◆ What this task involves:
Take down each entry exactly as written.

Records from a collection

________

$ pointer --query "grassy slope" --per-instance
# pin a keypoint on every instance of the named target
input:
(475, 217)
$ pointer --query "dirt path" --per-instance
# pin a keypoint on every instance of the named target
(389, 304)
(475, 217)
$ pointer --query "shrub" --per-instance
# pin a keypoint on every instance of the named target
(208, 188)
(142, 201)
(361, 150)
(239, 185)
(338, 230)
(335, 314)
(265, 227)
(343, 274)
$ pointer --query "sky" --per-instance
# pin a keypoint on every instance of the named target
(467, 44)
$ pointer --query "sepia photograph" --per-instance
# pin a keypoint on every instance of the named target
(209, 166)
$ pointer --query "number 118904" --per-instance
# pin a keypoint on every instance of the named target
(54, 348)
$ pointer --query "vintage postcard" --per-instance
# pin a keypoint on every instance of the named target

________

◆ Completed exercise:
$ pointer --query "grassy slope" --per-instance
# pin a keypoint on every instance of the named target
input:
(475, 217)
$ pointer --query "dirt path" --per-instance
# pin a keypoint on every instance of the named target
(389, 304)
(475, 217)
$ pointer --query "shrub" --per-instance
# pin a keypoint on every instance of the named target
(208, 188)
(142, 201)
(361, 150)
(239, 185)
(338, 230)
(335, 314)
(265, 227)
(343, 274)
$ pointer --query "sky" --per-instance
# pin a keypoint on every instance of the named target
(467, 44)
$ pointer --query "sepia photograph" --per-instance
# pin a keypoint on every instance of the named target
(209, 166)
$ pointer --query "number 118904" --per-instance
# pin a keypoint on every instance of the named target
(54, 348)
$ pointer --query "vintage postcard" --per-instance
# pin a keypoint on every instance of the named target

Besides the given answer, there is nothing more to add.